__The request__: In the server administration notes, which command is given as one of the quickest ways to verify that ntpd is still running?

__Extracted text__:
_ _ _ _

One of the quickest commands to verify that ntpd is still up and running as desired is:
ntpq -p
To compare time offsets between local system time and time taken from your ntp server:
ntpdate -d server
To synchronize your system time manually:
systemctl stop ntp.service
ntpdate server
systemctl start ntp.service
Old time-based indices logs have to be removed in a nightly cron job.
Optimizing indices is also a good thing to do at off-peak times, because it improves your search speed. This is recommended especially when you have time-based indices, because (with the exception of the “current” one) they never change, so you only have to do this once on an “old” index.
ElasticSearch index optimization
/etc/cron.d/elma-elasticsearch.sh
System configuration backup cron job
/etc/cron.d/elma-config-backup.sh
Delete backup cron job
/etc/cron.d/elma-delete-backup.sh
Starting with openSUSE 12.x systemd is a replacement for the popular SysV init daemon.
The program systemd is the process with process ID 1. It is responsible for initializing the system in the required way. systemd is started directly by the Kernel and resists signal 9, which normally kills processes. All other programs are either started directly by systemd or by one of its child processes.
Basic Usage
systemctl [ enable | disable | start | stop | restart | reload | status ] <my_service(s)>.service
Managing main ELMA services
systemctl status apache2.service
apache2.service - apache
Loaded: loaded (/lib/systemd/system/apache2.service; enabled)
Active: active (running) since Thu, 2013-07-04 19:04:47 CEST; 11min ago
Process: 1430 ExecStart=/usr/sbin/start_apache2 -D SYSTEMD -k start (code=exited, status=0/SUCCESS)
Main PID: 1861 (httpd2-prefork)
CGroup: name=systemd:/system/apache2.service
1861 /usr/sbin/httpd2-prefork -f /etc/apache2/httpd.conf -DSSL -D SYSTEMD -k start
1910 PassengerWatchdog
1913 PassengerHelperAgent
1915 Passenger spawn server
1918 PassengerLoggingAgent
1927 /usr/sbin/httpd2-prefork -f /etc/apache2/httpd.conf -DSSL -D SYSTEMD -k start
1928 /usr/sbin/httpd2-prefork -f /etc/apache2/httpd.conf -DSSL -D SYSTEMD -k start
1929 /usr/sbin/httpd2-prefork -f /etc/apache2/httpd.conf -DSSL -D SYSTEMD -k start
1930 /usr/sbin/httpd2-prefork -f /etc/apache2/httpd.conf -DSSL -D SYSTEMD -k start
1931 /usr/sbin/httpd2-prefork -f /etc/apache2/httpd.conf -DSSL -D SYSTEMD -k start
Jul 04 19:04:47 elma-es.fritz.box systemd[1]: Started apache.

_ _ _ _

__Dataset rows on where objects appear__:
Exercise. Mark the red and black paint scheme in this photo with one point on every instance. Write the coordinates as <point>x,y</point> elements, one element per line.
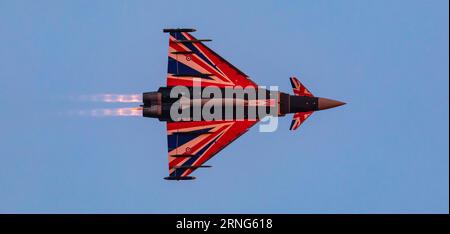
<point>192,142</point>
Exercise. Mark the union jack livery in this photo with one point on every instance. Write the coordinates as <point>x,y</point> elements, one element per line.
<point>208,103</point>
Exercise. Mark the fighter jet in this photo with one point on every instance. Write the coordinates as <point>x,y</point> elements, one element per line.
<point>193,69</point>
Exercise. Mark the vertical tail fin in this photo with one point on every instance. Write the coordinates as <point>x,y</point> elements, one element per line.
<point>299,90</point>
<point>298,119</point>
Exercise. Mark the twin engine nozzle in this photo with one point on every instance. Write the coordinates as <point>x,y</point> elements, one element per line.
<point>152,104</point>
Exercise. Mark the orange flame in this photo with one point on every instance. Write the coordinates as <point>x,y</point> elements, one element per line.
<point>134,111</point>
<point>112,98</point>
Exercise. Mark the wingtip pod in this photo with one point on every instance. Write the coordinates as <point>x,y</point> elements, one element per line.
<point>299,89</point>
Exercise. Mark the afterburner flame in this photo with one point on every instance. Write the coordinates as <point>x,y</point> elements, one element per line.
<point>112,98</point>
<point>134,111</point>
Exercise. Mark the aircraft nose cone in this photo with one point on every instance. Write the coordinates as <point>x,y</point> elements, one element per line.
<point>325,103</point>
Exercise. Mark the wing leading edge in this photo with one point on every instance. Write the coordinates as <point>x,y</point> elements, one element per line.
<point>190,58</point>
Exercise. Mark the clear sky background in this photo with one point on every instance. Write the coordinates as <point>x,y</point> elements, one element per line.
<point>386,151</point>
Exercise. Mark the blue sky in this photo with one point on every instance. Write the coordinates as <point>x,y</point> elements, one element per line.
<point>386,151</point>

_ _ _ _

__Solution to this problem__: ntpq -p